## begin Data extract

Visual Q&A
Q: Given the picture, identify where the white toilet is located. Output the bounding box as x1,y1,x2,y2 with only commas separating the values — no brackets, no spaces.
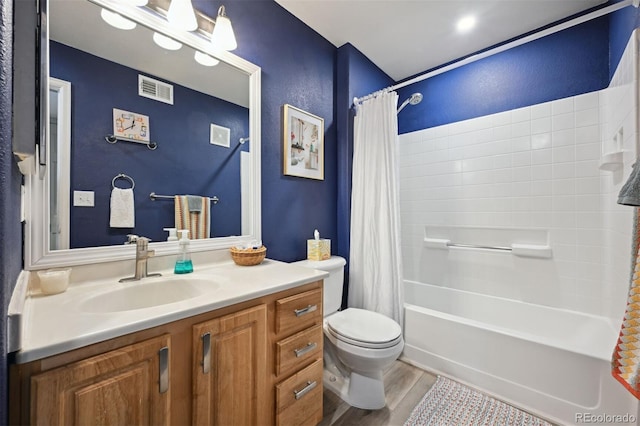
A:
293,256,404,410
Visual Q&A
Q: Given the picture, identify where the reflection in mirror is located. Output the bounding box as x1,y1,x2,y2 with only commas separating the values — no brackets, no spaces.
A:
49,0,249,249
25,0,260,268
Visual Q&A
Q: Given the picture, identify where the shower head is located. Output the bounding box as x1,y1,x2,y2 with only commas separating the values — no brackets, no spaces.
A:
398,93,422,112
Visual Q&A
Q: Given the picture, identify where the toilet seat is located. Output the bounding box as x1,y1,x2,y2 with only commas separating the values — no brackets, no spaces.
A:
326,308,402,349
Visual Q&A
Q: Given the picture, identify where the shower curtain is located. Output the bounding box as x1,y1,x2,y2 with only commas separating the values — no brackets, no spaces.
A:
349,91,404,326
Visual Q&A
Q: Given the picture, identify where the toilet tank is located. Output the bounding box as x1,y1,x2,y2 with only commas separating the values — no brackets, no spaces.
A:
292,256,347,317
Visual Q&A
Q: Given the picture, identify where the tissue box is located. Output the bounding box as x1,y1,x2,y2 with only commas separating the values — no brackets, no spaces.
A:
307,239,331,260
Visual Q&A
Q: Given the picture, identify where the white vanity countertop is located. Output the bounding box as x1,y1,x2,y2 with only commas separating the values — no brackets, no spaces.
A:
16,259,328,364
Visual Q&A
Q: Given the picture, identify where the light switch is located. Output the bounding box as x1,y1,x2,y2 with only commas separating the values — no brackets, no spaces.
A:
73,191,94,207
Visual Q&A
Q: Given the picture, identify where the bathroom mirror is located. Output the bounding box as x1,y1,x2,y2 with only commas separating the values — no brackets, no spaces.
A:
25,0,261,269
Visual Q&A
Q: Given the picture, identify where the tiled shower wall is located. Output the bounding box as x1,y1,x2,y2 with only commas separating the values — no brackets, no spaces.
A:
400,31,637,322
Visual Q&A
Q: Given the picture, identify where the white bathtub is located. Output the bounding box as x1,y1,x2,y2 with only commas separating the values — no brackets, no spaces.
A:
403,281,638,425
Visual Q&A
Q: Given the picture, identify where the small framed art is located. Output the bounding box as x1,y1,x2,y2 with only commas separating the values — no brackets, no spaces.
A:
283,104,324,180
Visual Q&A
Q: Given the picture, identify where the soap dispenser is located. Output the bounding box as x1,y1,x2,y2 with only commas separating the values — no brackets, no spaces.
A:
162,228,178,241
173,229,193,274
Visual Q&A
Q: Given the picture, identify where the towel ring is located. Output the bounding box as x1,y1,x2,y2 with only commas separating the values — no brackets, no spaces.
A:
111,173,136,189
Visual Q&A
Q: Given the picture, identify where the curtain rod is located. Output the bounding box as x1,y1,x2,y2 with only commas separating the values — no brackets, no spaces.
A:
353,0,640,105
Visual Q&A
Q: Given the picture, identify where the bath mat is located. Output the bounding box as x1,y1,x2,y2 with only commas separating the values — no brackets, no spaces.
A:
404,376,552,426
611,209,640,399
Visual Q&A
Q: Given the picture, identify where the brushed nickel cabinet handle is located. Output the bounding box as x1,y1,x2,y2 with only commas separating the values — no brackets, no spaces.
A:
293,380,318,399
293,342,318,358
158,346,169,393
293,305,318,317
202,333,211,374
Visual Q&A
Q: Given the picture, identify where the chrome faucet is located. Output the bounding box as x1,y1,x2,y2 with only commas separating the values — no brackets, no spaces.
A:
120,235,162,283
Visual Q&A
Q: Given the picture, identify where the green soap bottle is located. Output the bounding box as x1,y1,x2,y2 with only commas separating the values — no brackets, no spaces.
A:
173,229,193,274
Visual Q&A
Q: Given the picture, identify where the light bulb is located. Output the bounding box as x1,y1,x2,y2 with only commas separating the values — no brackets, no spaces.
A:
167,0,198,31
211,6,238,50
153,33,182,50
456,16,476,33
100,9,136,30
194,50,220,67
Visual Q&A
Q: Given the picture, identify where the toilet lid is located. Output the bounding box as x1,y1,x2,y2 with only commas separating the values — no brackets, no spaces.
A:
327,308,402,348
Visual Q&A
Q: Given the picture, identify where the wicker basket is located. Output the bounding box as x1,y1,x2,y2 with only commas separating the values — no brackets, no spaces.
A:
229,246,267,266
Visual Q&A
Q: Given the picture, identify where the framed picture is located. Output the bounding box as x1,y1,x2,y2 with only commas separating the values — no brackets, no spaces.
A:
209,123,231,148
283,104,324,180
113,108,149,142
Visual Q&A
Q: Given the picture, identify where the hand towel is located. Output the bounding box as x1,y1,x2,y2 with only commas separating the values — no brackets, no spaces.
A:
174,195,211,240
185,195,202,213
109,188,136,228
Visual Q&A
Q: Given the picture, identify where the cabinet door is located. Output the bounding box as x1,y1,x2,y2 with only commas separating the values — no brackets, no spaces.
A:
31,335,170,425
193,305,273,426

## end Data extract

- Task to complete -
Convert every line of the entries above into a Markdown table with the columns "Row" and "Line," where each row holds a row number and one line, and skip blank lines. Leave the pictures out of the answer.

- Task output -
| Row | Line |
|---|---|
| 1 | Visual Q&A |
| 2 | Q: Given the picture, identify where the white toilet is located. Output the bounding box as x1,y1,x2,y2 with only commas separating the values — no brackets, no spaces. |
| 3 | A: |
| 4 | 293,256,404,410 |
| 5 | Visual Q&A |
| 6 | Q: Given the picture, identify where the reflection in mirror is located. Output the bounding box as x1,y1,x2,y2 with only commas separating the values — no brackets, no spaces. |
| 7 | A: |
| 8 | 49,0,249,249 |
| 9 | 25,0,260,268 |
| 10 | Visual Q&A |
| 11 | Q: Given the picture, identify where the shower head is located. Output the bounding box as x1,y1,x2,y2 with only commas separating the values — no brackets, no spaces. |
| 12 | A: |
| 13 | 398,93,422,112 |
| 14 | Visual Q&A |
| 15 | Q: Given the picture, identify where the toilet seat is located. Output the bounding box as x1,y1,x2,y2 with only commas separating the values — no brackets, no spaces. |
| 16 | A: |
| 17 | 326,308,402,349 |
| 18 | Visual Q&A |
| 19 | Q: Given the picture, identify where the shower curtain is located. Output the bounding box as x1,y1,x2,y2 with only commas separating the values — no brackets, no spaces. |
| 20 | A: |
| 21 | 349,91,404,326 |
| 22 | Visual Q&A |
| 23 | Q: Given the picture, identify where the toilet tank is located. Output the bounding box as x1,y1,x2,y2 with only commas separating the values — no brackets, no spaces. |
| 24 | A: |
| 25 | 292,256,347,317 |
| 26 | Visual Q&A |
| 27 | Q: Given the picture, identify where the tissue box is located. Output the bounding box as x1,y1,x2,y2 with only commas separating the values — no brackets, no spaces. |
| 28 | A: |
| 29 | 307,239,331,260 |
| 30 | Visual Q&A |
| 31 | Q: Given the picture, identify where the white vanity countertop is located. Output the bounding box as x1,y1,x2,y2 with only commas separating the values — no brackets, no spaces. |
| 32 | A: |
| 33 | 16,259,328,364 |
| 34 | Visual Q&A |
| 35 | Q: Given the picture, identify where the light switch is located. Output the bounding box as x1,y1,x2,y2 with only commas separating the values — no brackets, no spaces. |
| 36 | A: |
| 37 | 73,191,94,207 |
| 38 | Visual Q&A |
| 39 | Q: Given the picture, identify where the bathroom mirror is located. Output the bounding box as x1,y1,x2,y2 with only commas separating the values — no brackets, no spaces. |
| 40 | A: |
| 41 | 25,0,261,269 |
| 42 | Visual Q&A |
| 43 | Q: Given the picture, identify where the tiled shower wall is located. Output the bounding box as x1,y1,x2,y2 with only commas separating the values — no brackets, no spaces. |
| 44 | A: |
| 45 | 400,31,637,322 |
| 46 | Visual Q&A |
| 47 | Q: Given the picture, identify where the white bathtub is located. Output the bounding box as x1,y1,x2,y2 with only commas separating the values — no brackets, no spaces. |
| 48 | A: |
| 49 | 403,281,638,425 |
| 50 | Visual Q&A |
| 51 | Q: Given the picture, identify where the small framed art is located. Output the bounding box as x1,y1,x2,y2 with only commas separating the values — no brackets, no spaces. |
| 52 | A: |
| 53 | 283,104,324,180 |
| 54 | Visual Q&A |
| 55 | Q: Given the picture, identify where the soap dispenser is located. Output the bounding box as x1,y1,x2,y2 with only commas separating the values — no brackets, no spaces. |
| 56 | A: |
| 57 | 162,228,178,241 |
| 58 | 173,229,193,274 |
| 59 | Visual Q&A |
| 60 | Q: Given the picture, identify where the towel ring is located. Output the bounding box as x1,y1,x2,y2 with only commas separating the values — no brackets, no spaces. |
| 61 | A: |
| 62 | 111,173,136,189 |
| 63 | Visual Q&A |
| 64 | Q: Given the picture, identify where the curtain rod is located. Output the bounding box as x1,y1,x2,y2 with only commas separating the values — no brackets, no spaces. |
| 65 | A: |
| 66 | 353,0,640,105 |
| 67 | Visual Q&A |
| 68 | Q: Given the picture, identify where the bath mat is located. Output the bounding box as x1,y1,x2,y2 with only commas separating the values — no brackets, no spaces. |
| 69 | A: |
| 70 | 404,376,552,426 |
| 71 | 611,209,640,399 |
| 72 | Visual Q&A |
| 73 | Q: Given the picture, identify where the brushed nickel cabinet handle is located. Output the bounding box as x1,y1,x2,y2 with only commas separating the values — no brackets, no spaces. |
| 74 | A: |
| 75 | 293,380,318,399 |
| 76 | 293,342,318,358 |
| 77 | 158,346,169,393 |
| 78 | 293,305,318,317 |
| 79 | 202,333,211,374 |
| 80 | Visual Q&A |
| 81 | Q: Given the picture, identify where the chrome faucet is located. Output the bounding box as x1,y1,x2,y2 with only commas separating the values — no brackets, no spaces. |
| 82 | A: |
| 83 | 120,235,162,283 |
| 84 | Visual Q&A |
| 85 | Q: Given the picture, identify where the green soap bottle is located. Output the bounding box as x1,y1,x2,y2 with only commas separating the values — no brackets, no spaces. |
| 86 | A: |
| 87 | 173,229,193,274 |
| 88 | Visual Q&A |
| 89 | Q: Given the picture, identify where the light bulb is located. Output the bounding box as x1,y1,x2,y2 with only commas separating the values — no brackets, no spaces. |
| 90 | A: |
| 91 | 167,0,198,31 |
| 92 | 211,6,238,50 |
| 93 | 153,33,182,50 |
| 94 | 456,16,476,33 |
| 95 | 100,9,136,30 |
| 96 | 194,50,220,67 |
| 97 | Visual Q&A |
| 98 | Q: Given the picture, identify where the toilet lid is located. Output the bounding box as x1,y1,x2,y2 with only commas separating the values — no brackets, no spaces. |
| 99 | A: |
| 100 | 327,308,402,348 |
| 101 | Visual Q&A |
| 102 | Q: Given the picture, identify where the wicker basket is located. Output the bounding box as x1,y1,x2,y2 with only commas separating the values — no brackets, no spaces. |
| 103 | A: |
| 104 | 229,246,267,266 |
| 105 | Visual Q&A |
| 106 | Q: Given the picture, identify where the framed picture is located. Output the bounding box as x1,y1,x2,y2 with only commas separating the values — no brackets, no spaces. |
| 107 | A: |
| 108 | 209,123,231,148 |
| 109 | 283,104,324,180 |
| 110 | 113,108,149,142 |
| 111 | Visual Q&A |
| 112 | Q: Given the picture, identify where the hand towel is located. Output the bounding box as x1,y1,x2,y2 with only commas separating the values — no brackets, no spaces. |
| 113 | A: |
| 114 | 174,195,211,240 |
| 115 | 185,195,202,213 |
| 116 | 109,188,136,228 |
| 117 | Visual Q&A |
| 118 | Q: Given the picture, identify where the cabinet door is located. Output the bounding box as x1,y1,x2,y2 with only commas separating the values — no brackets, no spaces. |
| 119 | A: |
| 120 | 31,335,170,425 |
| 121 | 193,305,273,426 |